**YOUR TASK**
Extend the news piece on Lendistry's new home loan division, picking up right after its closing quote from Sands.

**TEXT SEGMENT**
--- START ---

Lendistry opens home loan division in six states

Lendistry, a non-bank lender for small businesses, has expanded its offerings to include home mortgages.

The Downtown Los Angeles-based lender has launched Lendistry Home Loans, a division to provide home loans to underserved communities in California, Georgia, Illinois, Maryland, Pennsylvania and Texas, the Los Angeles Business Journal reported.

The company expects to have $300 million in funded loans available next year.

Founded in 2015, Lendistry has distributed over $4 billion in pandemic relief funds to small businesses and has partnered with Amazon.com to support its small sellers.

Executives say Lendistry Home Loans will help fulfill the company’s mission of expanding access to capital and closing the wealth gap through credit and easily accessible financial literacy content.

“This is about wealth building, and home ownership is historically one of the biggest ways to build wealth,” Lendistry CEO Everett Sands told the Business Journal. “Small business and home ownership, at least from my perspective, when it comes to helping people build wealth — that’s what we’re really interested in.”

Lendistry Home Loans plans to offer both conforming loans of just over $1 million and non-conforming loans of approximately $3 million.

The company takes into account a person’s financial situation and determines the program that is best suited to pave the path to homeownership.

The company plans to offer traditional purchase and refinance loans, as well as several options for non-traditional borrowers, including reduced-interest refinance loans from the Federal Housing Administration and the Department of Veterans Affairs.

Lendistry Home Loans states that FICO, a credit scoring model, is not a determining factor in whether someone gets a loan, but a minimum credit score of 620 is required.

“Every loan comes with risk,” Sands told the Business Journal. “Based on our experience with corporate lending and observing the ability of small business owners to repay the loans they make to Lendistry, we have a good understanding of the risk associated with undercapitalized communities.”

--- END ---

**RECORD EXCERPTS**
--- START ---

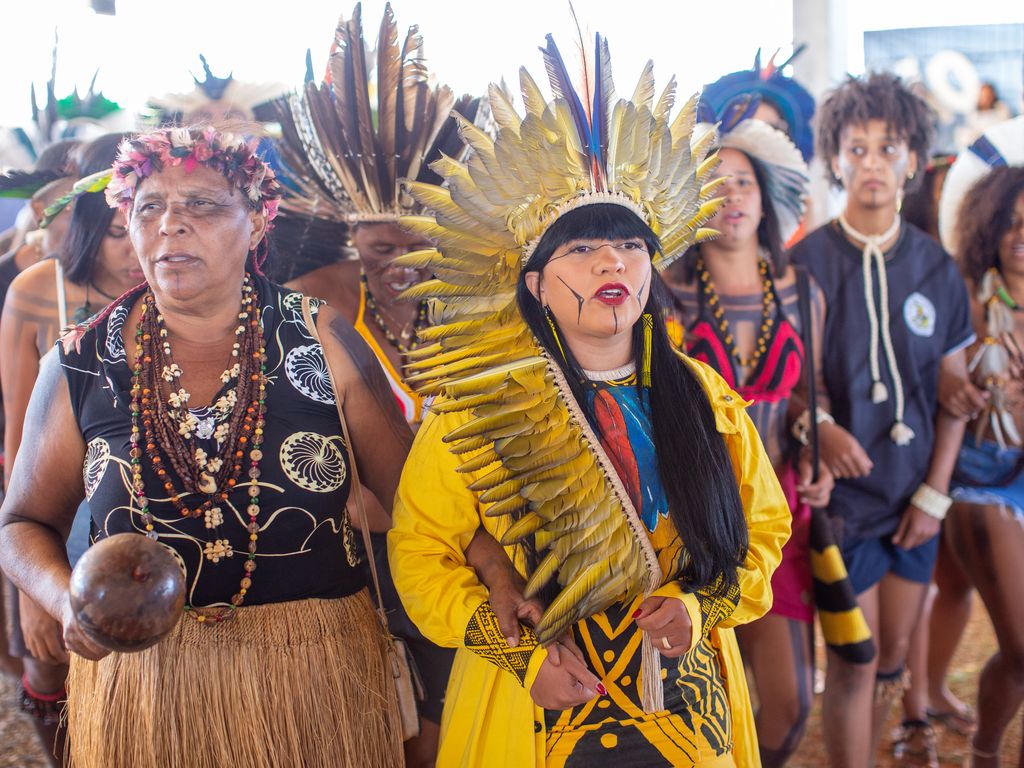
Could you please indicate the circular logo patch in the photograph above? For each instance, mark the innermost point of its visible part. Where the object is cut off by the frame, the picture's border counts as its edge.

--- END ---
--- START ---

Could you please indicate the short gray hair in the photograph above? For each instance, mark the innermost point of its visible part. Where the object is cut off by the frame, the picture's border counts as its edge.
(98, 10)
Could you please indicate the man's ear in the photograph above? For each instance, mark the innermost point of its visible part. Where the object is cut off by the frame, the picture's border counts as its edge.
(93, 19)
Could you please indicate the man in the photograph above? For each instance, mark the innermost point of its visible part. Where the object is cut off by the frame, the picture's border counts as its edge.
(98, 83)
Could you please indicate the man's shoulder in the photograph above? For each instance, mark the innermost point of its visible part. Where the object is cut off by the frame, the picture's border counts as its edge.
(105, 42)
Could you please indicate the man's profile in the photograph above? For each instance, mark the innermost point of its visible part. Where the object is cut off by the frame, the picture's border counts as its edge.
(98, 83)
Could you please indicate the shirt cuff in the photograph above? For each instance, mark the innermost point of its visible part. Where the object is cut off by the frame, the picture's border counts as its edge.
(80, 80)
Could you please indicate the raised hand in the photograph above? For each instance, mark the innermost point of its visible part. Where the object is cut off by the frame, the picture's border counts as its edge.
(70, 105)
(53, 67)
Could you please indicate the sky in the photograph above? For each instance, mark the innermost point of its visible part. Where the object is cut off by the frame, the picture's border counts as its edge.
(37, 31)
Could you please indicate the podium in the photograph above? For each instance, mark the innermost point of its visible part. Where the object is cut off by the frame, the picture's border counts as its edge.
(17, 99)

--- END ---

**REPLY**
He said the company is building a network of counselors recognized by the Community Development Financial Institutions Fund and the U.S. Department of Housing and Urban Development who can help if borrowers run into financial difficulties.

Moussa Diop, an associate professor of real estate at USC, said that since the 2008 financial crisis, non-bank fintech lenders have increasingly expanded their mortgage loan offerings, making the process easier and more convenient for borrowers because of their online presence.

Diop said Lendistry Home Loans’ model is not much different from traditional lending practices, but pointed to differences between small business loans and mortgage loans.

Small business lenders are more likely to keep the loans on their books and remain committed to them, Diop said. But with mortgage loans, the lender must sell them at a profit, limiting its ability to reduce mortgage costs for borrowers.

“The real benefit for these communities is that they have someone to talk to who can really help them access programs that they didn’t know about. That could be very valuable,” Diop told the Business Journal.

Lendistry, one of the nation’s largest nonbank lenders by number of loans approved, approved 783 loans totaling $127.3 million this year, up from 110 loan approvals totaling $56.6 million last year, according to the Small Business Administration.